### ASSIGNMENT:
Look below for the line containing "Where can the anchored"; from there, print each line exactly up to and including the line containing "Where can the shoreline", and stop.

Data entries
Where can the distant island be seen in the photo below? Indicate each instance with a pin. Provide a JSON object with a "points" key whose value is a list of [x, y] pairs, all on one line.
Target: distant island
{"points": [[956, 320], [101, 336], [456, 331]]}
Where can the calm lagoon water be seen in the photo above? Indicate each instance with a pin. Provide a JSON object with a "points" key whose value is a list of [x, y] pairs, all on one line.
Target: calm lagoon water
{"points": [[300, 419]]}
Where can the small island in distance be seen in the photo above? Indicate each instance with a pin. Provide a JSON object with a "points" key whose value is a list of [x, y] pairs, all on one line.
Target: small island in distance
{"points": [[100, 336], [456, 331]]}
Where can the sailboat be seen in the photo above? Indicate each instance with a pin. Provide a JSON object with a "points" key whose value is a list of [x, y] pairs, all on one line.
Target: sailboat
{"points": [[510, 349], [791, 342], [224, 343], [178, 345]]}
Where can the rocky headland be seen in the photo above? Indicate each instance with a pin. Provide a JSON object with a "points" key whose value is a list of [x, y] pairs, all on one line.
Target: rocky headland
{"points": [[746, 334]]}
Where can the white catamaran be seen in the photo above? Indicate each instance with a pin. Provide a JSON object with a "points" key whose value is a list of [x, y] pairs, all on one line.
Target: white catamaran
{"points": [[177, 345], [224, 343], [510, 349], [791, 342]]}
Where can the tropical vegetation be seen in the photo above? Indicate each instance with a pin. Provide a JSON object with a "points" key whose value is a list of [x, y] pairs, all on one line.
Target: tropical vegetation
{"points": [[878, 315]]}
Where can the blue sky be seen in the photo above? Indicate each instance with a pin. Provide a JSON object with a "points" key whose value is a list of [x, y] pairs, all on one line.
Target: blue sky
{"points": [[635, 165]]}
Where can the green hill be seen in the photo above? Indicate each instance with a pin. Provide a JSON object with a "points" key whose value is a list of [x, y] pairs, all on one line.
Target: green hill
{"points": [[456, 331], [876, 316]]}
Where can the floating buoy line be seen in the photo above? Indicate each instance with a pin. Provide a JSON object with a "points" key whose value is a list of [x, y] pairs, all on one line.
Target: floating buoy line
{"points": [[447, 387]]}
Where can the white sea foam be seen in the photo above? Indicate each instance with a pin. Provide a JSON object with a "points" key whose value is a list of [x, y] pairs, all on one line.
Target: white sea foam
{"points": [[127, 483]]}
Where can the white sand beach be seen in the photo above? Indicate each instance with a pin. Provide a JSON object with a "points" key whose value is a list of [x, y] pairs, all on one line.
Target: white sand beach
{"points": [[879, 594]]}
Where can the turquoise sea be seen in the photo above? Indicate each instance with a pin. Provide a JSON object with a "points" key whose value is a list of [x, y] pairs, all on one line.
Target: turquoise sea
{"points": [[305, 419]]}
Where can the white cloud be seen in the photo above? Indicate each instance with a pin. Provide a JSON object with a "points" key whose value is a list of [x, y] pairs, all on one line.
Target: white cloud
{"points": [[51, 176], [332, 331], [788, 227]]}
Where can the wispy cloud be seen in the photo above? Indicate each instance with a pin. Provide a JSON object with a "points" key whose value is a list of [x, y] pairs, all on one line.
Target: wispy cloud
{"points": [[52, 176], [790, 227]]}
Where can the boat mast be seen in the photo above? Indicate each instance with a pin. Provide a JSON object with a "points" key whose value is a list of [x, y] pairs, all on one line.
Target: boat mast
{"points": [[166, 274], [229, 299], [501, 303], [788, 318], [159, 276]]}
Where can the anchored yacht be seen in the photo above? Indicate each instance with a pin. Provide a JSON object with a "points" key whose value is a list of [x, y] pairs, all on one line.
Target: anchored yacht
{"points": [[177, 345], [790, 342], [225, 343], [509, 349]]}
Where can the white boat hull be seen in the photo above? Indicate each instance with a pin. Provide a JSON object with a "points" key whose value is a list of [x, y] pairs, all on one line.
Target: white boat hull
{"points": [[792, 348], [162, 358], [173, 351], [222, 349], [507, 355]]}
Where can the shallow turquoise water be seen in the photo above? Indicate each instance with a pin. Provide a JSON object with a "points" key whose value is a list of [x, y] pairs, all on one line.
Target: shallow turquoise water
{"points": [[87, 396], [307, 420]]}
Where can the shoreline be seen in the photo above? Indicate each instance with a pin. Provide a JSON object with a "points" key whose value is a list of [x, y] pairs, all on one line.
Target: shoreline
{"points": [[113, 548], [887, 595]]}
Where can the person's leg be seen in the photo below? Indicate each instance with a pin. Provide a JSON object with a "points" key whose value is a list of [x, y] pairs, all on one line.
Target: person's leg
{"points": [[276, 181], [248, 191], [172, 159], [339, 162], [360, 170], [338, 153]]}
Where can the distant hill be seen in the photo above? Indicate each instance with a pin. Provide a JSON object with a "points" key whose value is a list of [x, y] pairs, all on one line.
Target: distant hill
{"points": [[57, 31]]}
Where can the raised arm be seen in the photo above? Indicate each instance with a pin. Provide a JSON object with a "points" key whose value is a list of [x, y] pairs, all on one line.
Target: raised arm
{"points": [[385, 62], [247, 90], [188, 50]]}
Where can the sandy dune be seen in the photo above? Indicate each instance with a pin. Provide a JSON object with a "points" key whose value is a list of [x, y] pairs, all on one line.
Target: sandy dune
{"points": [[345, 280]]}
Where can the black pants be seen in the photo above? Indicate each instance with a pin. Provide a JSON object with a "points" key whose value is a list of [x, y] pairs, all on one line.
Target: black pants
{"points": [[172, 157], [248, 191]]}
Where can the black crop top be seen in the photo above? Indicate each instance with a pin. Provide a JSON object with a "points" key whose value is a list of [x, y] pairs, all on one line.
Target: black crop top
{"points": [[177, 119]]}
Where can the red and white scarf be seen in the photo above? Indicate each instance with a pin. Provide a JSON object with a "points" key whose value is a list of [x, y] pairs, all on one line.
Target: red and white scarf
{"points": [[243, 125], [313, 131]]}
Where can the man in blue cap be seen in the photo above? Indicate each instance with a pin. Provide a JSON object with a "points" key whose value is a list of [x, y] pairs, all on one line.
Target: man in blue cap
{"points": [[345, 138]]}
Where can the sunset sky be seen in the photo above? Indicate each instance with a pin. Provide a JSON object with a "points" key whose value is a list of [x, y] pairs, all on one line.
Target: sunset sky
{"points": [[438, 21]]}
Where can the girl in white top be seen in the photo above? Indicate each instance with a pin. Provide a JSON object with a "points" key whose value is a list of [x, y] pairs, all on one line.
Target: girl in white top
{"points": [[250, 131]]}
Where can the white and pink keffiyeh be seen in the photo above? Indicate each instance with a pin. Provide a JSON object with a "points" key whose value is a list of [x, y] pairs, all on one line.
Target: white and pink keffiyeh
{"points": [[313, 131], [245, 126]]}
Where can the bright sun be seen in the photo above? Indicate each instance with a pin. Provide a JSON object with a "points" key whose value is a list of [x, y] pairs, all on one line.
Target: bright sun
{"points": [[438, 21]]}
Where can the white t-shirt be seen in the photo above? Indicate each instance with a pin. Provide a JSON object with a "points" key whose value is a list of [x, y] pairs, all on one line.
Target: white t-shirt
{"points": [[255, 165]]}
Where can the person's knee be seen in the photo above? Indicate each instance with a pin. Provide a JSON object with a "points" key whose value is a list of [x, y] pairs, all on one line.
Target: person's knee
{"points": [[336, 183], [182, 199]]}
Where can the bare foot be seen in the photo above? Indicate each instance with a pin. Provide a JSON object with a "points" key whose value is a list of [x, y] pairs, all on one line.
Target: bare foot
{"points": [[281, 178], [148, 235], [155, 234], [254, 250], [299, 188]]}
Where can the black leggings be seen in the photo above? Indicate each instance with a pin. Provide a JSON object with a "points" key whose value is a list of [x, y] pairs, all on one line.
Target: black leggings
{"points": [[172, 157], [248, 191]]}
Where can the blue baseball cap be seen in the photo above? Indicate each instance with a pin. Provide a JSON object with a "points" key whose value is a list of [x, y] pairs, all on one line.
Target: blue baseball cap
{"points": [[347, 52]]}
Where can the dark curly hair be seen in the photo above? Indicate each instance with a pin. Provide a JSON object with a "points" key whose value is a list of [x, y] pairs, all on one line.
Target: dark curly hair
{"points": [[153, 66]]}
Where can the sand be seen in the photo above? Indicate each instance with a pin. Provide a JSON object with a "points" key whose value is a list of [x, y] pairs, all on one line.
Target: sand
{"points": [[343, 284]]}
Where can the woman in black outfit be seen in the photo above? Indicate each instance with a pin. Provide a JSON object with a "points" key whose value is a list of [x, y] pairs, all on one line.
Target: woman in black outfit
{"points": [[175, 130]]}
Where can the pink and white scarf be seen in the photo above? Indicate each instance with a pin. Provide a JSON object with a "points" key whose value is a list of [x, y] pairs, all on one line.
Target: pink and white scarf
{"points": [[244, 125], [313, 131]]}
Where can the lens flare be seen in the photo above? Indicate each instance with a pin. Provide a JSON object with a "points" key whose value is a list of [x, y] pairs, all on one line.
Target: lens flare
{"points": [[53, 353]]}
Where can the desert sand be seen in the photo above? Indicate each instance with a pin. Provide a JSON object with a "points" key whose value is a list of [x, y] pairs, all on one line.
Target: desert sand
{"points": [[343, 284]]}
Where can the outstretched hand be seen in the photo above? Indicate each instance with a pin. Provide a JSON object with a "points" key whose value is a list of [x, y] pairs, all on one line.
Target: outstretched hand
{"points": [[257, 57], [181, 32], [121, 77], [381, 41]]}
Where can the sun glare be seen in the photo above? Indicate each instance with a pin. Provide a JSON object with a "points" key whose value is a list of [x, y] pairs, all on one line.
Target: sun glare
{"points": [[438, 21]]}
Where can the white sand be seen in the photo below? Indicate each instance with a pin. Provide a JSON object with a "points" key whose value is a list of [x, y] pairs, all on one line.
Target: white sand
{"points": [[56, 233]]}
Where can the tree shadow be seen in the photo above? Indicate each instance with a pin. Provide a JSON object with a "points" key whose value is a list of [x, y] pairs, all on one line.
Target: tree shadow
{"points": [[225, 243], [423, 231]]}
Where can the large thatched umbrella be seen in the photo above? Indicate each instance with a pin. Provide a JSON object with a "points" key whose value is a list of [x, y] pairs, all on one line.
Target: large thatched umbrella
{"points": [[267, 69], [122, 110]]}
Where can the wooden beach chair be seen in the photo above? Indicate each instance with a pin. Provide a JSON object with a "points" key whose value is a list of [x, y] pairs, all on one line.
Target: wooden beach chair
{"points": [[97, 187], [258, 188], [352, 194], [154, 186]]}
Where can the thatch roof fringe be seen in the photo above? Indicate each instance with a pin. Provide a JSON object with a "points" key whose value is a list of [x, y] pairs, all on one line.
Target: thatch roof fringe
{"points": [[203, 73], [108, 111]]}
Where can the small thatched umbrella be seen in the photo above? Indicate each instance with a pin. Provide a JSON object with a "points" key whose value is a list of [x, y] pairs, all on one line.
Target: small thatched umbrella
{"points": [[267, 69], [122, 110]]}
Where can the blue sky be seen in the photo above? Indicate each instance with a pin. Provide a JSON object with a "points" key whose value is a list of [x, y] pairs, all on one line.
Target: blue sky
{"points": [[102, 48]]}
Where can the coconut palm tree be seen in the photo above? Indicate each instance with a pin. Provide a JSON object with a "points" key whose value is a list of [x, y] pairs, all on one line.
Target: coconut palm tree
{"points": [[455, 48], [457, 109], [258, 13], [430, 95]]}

### SOLUTION FOR THIS PROBLEM:
Where can the anchored yacht be seen in the photo above? Indicate each instance with a pin. Provide a JSON object with a "points" key whose value is a list of [x, y] pairs, all on one line.
Target: anchored yacht
{"points": [[177, 345], [790, 342], [225, 343], [509, 349]]}
Where can the white boat hull be seen in the photo above? Indicate each instance with a pin. Provide a JSON object with a "points" key whose value is a list of [x, y] pairs, all on one line.
Target: white boat hull
{"points": [[792, 348], [162, 358], [173, 351], [222, 349], [507, 355]]}
Where can the shallow turquoise water be seen in the photo above? Indicate each instance with a pin. Provide a JSON object with a "points" key whose value is a list of [x, y] pairs, all on one line.
Target: shallow turquoise water
{"points": [[87, 396], [307, 420]]}
Where can the shoreline be seen in the photo above? Indicate each instance with a pin. Provide a JSON object with a "points" key whose value is a list of [x, y] pairs, all on one line.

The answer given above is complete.